Collected data:
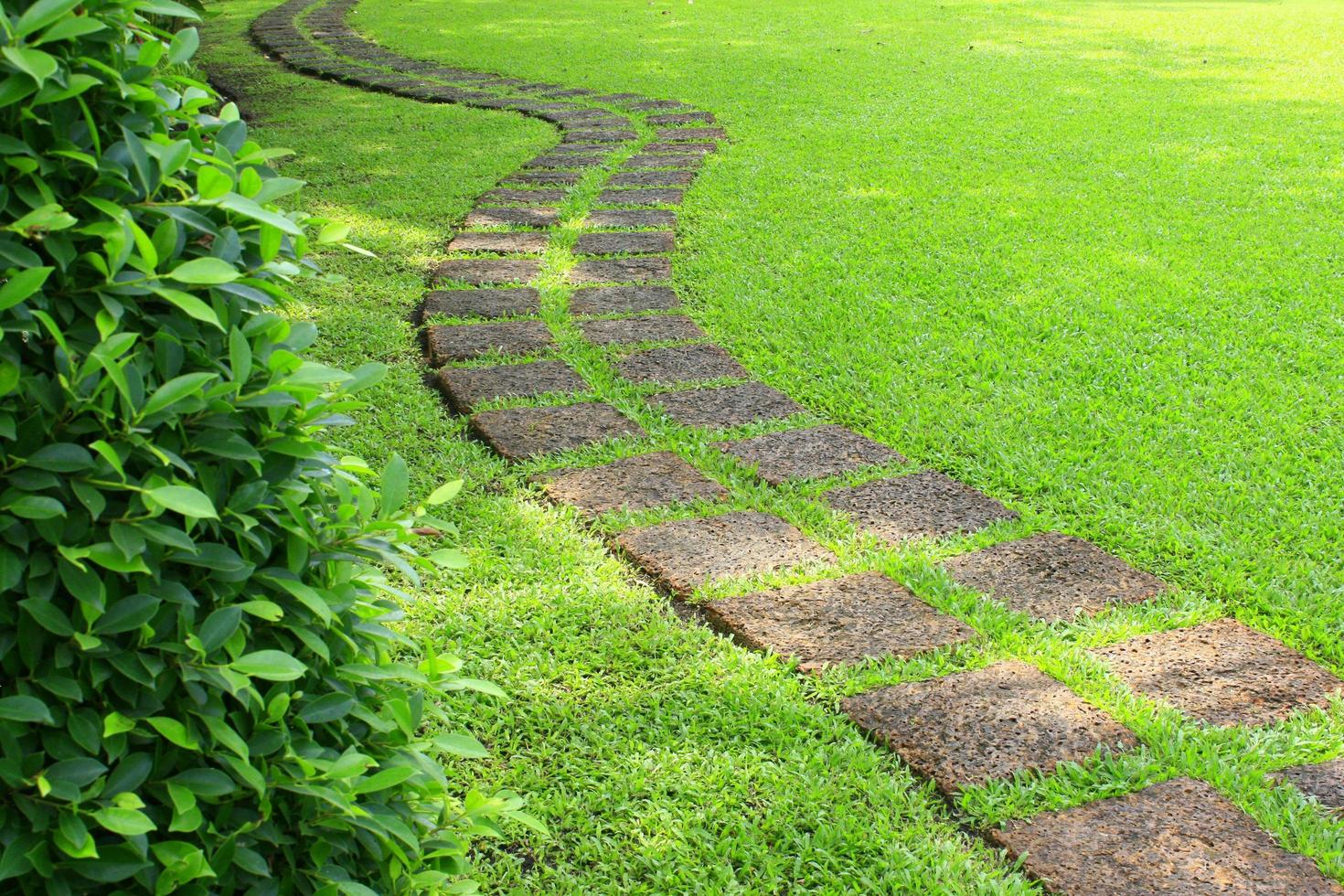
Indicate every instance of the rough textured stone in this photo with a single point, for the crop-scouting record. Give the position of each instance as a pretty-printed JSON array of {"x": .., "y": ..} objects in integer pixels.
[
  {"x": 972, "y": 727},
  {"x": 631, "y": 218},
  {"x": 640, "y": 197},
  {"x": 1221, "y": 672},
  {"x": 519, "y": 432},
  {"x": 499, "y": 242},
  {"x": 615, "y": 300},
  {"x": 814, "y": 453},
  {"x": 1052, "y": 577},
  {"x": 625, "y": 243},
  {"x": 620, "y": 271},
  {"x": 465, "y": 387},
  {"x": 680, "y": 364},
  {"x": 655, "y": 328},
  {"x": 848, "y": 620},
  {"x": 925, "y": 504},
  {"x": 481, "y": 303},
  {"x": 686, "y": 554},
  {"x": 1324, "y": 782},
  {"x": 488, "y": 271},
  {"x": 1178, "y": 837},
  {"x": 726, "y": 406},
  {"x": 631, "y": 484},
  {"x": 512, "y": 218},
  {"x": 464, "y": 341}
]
--
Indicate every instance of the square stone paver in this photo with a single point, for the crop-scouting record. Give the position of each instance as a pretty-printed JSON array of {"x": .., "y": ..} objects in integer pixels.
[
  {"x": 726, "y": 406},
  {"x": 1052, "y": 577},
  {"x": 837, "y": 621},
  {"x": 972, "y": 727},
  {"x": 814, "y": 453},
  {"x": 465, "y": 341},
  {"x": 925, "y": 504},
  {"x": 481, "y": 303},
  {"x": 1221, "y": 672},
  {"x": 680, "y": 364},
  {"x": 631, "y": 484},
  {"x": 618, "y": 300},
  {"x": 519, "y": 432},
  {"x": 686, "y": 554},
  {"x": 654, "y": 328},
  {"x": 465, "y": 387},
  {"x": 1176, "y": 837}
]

# [INSTRUCTIONS TO FOLLOW]
From the data above, pick out every line that contains the string "pretty".

# [EXERCISE RESULT]
Indicate every instance of the rough textured stone in this photo with a single point, for the crop-scouting record. Give the position of each instance as a pretty-printed JSON array of {"x": .., "y": ..} objects in integer pixels.
Indicate every instance of the square stone paver in this photo with a single point, for the crop-scouting record. Give the position of each instance as a pretty-printed JSON array of {"x": .., "y": ..} objects in integer pixels.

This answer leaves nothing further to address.